» Exercise brief
Which lines come from the start of the records through the line that holds "61L233 21L185 254L237"? Write them out word for word.

» Records provided
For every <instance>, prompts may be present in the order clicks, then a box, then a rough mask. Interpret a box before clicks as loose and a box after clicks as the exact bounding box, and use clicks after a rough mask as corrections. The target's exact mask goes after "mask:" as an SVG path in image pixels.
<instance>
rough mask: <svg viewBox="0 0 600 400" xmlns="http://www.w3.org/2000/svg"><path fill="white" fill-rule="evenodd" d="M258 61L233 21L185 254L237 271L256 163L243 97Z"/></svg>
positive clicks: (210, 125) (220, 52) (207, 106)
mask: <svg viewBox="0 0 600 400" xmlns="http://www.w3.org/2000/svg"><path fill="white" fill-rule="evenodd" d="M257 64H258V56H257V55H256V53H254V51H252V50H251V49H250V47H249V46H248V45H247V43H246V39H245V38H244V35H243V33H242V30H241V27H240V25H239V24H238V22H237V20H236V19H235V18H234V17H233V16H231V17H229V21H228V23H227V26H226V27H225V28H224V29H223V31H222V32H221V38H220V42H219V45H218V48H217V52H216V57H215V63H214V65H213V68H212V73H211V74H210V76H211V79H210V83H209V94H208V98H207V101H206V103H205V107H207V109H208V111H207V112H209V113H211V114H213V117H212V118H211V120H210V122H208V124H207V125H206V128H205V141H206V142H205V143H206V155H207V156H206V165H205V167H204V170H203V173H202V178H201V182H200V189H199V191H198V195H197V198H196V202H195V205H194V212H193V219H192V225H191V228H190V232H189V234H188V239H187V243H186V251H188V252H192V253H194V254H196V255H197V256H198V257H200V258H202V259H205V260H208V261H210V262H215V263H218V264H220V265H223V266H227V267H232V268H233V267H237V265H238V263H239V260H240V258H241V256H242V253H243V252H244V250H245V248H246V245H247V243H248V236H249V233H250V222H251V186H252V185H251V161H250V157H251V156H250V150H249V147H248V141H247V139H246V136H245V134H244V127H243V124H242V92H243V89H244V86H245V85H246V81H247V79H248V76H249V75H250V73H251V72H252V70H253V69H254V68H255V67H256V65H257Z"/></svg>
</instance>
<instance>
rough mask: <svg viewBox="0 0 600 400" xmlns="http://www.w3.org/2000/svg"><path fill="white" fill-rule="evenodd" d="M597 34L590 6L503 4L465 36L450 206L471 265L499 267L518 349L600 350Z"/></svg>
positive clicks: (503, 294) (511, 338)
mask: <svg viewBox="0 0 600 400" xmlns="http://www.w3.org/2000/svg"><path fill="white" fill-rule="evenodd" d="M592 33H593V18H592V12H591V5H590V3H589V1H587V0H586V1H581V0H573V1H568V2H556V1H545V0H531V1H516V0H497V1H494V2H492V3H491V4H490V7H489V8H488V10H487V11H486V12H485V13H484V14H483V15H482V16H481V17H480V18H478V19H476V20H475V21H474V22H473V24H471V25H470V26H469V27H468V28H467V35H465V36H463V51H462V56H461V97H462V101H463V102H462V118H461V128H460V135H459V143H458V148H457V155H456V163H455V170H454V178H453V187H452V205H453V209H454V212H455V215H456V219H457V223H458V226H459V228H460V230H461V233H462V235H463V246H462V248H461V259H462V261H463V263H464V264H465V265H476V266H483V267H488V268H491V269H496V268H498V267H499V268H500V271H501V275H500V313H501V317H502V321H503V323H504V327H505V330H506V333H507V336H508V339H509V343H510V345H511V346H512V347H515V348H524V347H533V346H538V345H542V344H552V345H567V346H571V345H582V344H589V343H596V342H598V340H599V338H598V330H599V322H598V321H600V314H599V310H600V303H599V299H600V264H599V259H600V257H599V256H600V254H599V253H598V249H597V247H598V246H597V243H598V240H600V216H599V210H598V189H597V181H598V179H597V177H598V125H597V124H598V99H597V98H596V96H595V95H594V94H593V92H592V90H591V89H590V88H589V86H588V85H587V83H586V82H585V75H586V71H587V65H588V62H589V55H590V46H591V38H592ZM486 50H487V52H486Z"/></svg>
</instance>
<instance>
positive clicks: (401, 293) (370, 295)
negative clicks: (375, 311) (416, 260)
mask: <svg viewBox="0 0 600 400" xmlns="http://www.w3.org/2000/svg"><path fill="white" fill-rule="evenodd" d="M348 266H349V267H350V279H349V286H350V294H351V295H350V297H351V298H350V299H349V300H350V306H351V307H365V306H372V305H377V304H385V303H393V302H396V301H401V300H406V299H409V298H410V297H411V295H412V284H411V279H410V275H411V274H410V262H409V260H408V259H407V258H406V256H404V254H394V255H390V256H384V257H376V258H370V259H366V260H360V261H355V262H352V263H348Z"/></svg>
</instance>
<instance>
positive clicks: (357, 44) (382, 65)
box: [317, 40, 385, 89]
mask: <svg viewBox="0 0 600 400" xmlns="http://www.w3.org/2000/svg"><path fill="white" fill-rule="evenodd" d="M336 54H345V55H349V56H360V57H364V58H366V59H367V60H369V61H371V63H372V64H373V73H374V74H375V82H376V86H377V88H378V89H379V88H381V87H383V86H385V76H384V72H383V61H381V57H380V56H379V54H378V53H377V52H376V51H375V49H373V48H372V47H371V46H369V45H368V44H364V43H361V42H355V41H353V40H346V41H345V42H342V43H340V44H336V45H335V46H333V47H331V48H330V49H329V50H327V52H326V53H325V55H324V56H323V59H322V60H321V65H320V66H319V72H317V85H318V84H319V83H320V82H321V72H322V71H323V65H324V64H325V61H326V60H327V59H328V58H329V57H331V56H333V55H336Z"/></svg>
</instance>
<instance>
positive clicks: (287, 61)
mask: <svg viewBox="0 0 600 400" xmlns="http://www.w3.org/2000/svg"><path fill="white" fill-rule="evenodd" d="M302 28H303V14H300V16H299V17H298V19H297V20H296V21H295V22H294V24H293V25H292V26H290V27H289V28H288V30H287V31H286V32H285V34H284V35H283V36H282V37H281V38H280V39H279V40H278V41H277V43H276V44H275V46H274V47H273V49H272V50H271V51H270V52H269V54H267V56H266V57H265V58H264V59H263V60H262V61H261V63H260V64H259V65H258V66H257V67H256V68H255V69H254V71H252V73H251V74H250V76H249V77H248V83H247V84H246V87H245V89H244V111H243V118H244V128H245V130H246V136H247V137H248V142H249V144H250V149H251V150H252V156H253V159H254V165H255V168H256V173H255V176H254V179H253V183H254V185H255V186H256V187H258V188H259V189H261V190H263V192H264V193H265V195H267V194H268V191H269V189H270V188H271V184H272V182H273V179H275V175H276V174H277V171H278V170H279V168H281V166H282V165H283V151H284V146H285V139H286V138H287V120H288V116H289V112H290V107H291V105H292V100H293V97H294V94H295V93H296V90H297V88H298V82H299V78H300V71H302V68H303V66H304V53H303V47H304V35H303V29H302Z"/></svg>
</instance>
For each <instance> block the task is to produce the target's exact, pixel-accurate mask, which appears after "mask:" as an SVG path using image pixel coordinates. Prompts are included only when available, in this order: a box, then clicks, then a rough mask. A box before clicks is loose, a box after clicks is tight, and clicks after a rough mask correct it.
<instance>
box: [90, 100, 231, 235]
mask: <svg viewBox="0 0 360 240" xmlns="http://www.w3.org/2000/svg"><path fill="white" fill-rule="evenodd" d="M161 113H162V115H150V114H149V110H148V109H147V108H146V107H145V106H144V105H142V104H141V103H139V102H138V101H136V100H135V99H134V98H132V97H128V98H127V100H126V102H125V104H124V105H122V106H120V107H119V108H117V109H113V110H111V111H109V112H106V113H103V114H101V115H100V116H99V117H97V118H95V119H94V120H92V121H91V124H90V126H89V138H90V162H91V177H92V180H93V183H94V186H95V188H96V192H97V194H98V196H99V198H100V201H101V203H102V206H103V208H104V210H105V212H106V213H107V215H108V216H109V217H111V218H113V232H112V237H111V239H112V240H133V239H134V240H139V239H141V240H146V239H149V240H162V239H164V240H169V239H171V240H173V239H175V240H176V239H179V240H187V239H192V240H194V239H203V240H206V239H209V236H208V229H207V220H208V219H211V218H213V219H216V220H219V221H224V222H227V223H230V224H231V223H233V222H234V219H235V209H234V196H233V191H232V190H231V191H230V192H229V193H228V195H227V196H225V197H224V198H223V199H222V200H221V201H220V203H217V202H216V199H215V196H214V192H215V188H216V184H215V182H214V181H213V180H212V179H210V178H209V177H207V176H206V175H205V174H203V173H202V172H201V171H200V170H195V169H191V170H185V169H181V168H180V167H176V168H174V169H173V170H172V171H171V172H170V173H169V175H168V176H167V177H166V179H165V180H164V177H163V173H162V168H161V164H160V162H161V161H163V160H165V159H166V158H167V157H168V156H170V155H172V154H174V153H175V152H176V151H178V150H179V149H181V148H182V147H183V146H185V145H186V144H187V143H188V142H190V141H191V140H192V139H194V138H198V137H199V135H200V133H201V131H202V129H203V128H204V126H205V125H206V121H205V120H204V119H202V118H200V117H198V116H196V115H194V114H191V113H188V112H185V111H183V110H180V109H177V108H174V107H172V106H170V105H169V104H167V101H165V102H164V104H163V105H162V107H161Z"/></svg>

» Expected output
For every <instance>, prompts may be present in the order clicks, then a box, then a rough mask. Interpret a box before clicks as loose and a box after clicks as the exact bounding box, and use clicks after a rough mask as corrections. The target's exact mask goes after "mask:" as an SVG path in image pixels.
<instance>
rough mask: <svg viewBox="0 0 600 400" xmlns="http://www.w3.org/2000/svg"><path fill="white" fill-rule="evenodd" d="M258 61L233 21L185 254L237 271L256 163L243 97Z"/></svg>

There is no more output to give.